___ 掲載文 ___

和田 佳大(24歳・トヨタ自動車)遊撃 167/63 右/左 (鹿児島情報-中京大出身) 
 




 「守備は名手級」





 源田 壮亮(西武)を輩出したトヨタ自動車で、ひときわ動きの良い守備を魅せているのが、和田 佳大 。 今やプロ野球屈指の名手となった源田の後継者として、にわかに彼の存在がクローズアップされてきている。


走塁面:
☆☆☆★ 3.5

 一塁までの塁間は、左打席から4.1~3.9秒 ぐらいとまずまず。普段もバットを短く持って、ゴロの打球も少なくない。プロで足を売りにするほどかと言われると微妙だが、純粋なスピード能力は 中の上 ~ 上の下 ぐらいはありそうだ。走塁への意識も低い選手ではないので、自分をアピールするためにも積極的に走力を全面に出して来る可能性が考えられる。

守備面:
☆☆☆☆★ 4.5

 非常に細かい動きとスピード感がある選手で、球際でのバウンドの合わせ方なども上手い。守備範囲も広いが、地肩はドラフト候補としては平均的ぐらいでは? 最近のプロのショートしてはやや出力不足にも思えなくはないが、即チームに入っても1,2番に上手い遊撃手に数えられそうだ。こと守備に関しては、今すぐ一軍混ぜても通用するだろう。上手くプロに順応して行ければ、名手と呼ばれる存在になる資質は充分ありそうだ。


(打撃内容)

 コツコツと当てて、足で揺さぶって来るタイプです。ただし、引っ張って巻き込んだ時には二塁打・三塁打の長打は期待できます。大学時代は、リーグ通算122安打の実績があり、けして打力がない選手ではないのかもしれません。

<構え> 
☆☆☆☆ 4.0

 前の足をしっかり引いた左オープンスタンスで、グリップを高めにバットを投手に向けて構えます。腰の据わり具合、両眼で前を見据える姿勢や全体のバランスはまずまず。

<仕掛け> 早め

 投手の重心が下がり始めるときに動き出す、「早めの仕掛け」を採用。早めに動き出すことで、いろいろな球に対応しようとする、アベレージヒッターに多く見られる始動のタイミングです。

<足の運び> 
☆☆☆☆ 4.0

 足を引き上げて回し込み、真っ直ぐ踏み出してきます。始動~着地までの「間」は取れており、速球でも変化球でもスピードの変化には対応しやすい。真っ直ぐ踏みだすように、内角でも外角でもさばきたいタイプ。踏み出した足元は、インパクトの際に止まってブレません。そのため逃げてゆく球や、低めの球にも食らいつくことができます。

___ 行一覧 ___

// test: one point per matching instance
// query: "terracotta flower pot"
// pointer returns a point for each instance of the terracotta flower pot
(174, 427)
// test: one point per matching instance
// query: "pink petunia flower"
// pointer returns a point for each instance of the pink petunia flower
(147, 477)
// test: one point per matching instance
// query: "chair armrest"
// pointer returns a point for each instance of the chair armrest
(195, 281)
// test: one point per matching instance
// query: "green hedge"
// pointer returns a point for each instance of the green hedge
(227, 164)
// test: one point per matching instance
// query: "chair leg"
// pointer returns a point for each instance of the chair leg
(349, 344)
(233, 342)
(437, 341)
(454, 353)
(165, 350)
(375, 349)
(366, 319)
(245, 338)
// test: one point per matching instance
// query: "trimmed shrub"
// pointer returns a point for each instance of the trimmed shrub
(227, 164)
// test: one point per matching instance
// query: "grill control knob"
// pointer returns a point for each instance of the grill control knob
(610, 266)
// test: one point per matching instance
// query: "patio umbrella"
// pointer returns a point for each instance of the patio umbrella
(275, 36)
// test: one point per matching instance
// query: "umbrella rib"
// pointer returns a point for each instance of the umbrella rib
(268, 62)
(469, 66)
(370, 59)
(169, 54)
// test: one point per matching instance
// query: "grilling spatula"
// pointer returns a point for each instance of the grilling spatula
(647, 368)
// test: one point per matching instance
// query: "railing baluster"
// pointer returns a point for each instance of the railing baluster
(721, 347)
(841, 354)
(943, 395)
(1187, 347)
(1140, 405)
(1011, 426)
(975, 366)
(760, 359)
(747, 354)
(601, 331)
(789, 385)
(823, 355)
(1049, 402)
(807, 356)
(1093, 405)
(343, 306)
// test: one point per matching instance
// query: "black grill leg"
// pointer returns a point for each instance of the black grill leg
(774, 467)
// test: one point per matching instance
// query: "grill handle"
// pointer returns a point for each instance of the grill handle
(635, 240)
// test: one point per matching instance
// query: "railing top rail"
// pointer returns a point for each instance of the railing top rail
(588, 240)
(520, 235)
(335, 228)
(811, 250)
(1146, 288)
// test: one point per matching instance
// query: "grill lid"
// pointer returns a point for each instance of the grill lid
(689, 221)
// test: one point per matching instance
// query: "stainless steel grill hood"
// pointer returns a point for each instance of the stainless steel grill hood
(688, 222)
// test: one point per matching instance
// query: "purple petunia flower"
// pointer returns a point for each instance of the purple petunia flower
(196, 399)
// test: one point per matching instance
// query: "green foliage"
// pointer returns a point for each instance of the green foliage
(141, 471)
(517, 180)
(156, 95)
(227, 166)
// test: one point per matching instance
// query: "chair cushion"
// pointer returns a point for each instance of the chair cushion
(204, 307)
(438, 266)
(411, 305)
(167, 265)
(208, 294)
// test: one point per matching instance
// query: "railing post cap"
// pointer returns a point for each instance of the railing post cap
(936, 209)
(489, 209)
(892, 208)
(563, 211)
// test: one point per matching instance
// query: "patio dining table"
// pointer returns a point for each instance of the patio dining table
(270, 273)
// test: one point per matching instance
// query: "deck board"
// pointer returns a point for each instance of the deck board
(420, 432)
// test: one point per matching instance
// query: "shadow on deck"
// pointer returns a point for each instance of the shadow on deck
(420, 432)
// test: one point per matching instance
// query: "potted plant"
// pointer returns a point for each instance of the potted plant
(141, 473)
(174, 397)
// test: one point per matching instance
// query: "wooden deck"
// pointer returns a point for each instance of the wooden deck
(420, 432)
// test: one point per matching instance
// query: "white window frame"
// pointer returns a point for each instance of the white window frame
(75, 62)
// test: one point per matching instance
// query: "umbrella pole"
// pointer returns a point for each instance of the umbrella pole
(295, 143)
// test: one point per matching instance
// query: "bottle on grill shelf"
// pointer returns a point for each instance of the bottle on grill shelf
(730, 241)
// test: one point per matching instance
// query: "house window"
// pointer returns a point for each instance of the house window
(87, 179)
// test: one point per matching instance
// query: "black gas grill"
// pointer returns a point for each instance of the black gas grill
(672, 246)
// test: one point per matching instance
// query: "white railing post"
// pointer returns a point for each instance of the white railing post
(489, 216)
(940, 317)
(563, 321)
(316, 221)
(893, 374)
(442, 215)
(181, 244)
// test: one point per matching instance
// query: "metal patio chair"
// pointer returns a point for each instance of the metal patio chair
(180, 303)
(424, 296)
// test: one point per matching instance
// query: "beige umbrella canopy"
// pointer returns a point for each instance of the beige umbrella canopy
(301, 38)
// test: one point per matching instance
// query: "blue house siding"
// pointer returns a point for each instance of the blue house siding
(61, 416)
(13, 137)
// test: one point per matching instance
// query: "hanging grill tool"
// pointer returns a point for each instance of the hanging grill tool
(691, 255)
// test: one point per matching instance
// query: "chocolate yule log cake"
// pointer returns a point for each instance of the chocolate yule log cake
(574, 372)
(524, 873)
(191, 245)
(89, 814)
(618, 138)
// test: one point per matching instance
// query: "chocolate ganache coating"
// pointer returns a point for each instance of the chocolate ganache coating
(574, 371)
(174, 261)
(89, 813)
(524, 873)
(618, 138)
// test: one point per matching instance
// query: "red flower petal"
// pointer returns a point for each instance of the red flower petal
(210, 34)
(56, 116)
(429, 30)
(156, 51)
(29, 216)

___

▸ **指示 A**:
和田佳大の選手評で、星と数値による評価が付いている項目を、その数値とともにすべて挙げよ。
▸ **指示 B**:
和田佳大の選手評を、最後の文の次から書き継げ。

▸ **結果 A**:
走塁面：3.5
守備面：4.5
構え：4.0
足の運び：4.0

▸ **結果 B**:
<リストワーク> 
☆☆☆☆ 4.0

 打撃の準備である「トップ」を作るのは自然体で、力み無くボールを呼び込めています。バットの振り出しも、上からミートポイントまで振り下ろして来るインサイドアウトにスイング軌道。バットのしなりを生かしたスイングではないので、プロレベルの球威・球速に対しては少々打ち返せるのかは心配な部分はあります。

 またインパクトの際には、バットの先端であるヘッドを利かして低めの球を拾うのも上手いです。それでも、小力のある打球も見られるし、当て勘自体は悪くないように感じます。

<軸> 
☆☆☆☆ 4.0

 足の上げ下げも静かで、目線の上下動は小さめ。身体の開きも我慢でき、軸足にも粘り強さが感じられます。

(打撃のまとめ)

 技術的には完成されており、あとはプロのスピード・球威に慣れることかと。インサイドアウトにバットが出てくる無駄のないスイング故に、外の球をバットのしなりを活かして飛ばすといったスイングではないことが、プロの球威・球速のある外角球を、キッチリ飛ばすことができるのかは気になります。この点で苦労しなければ、技術や当てる能力はあるので大丈夫だとは思うのですが。


(最後に)

 守備に関しては、間違いなく即戦力級だと言えます。走力や打撃技術はあるので、そのへんはプロでいかに磨かれるかではないのでしょうか。一軍で通用するだけのスイングを身につけられるかかが鍵だとは思いますが、今年のようにプロでショートを任されそうな人材が乏しい年ならば、高い評価でプロ入りする可能性があります。その稀少価値からいっても、中位(3位~5位)ぐらいは期待しても良いのではないかと考えています。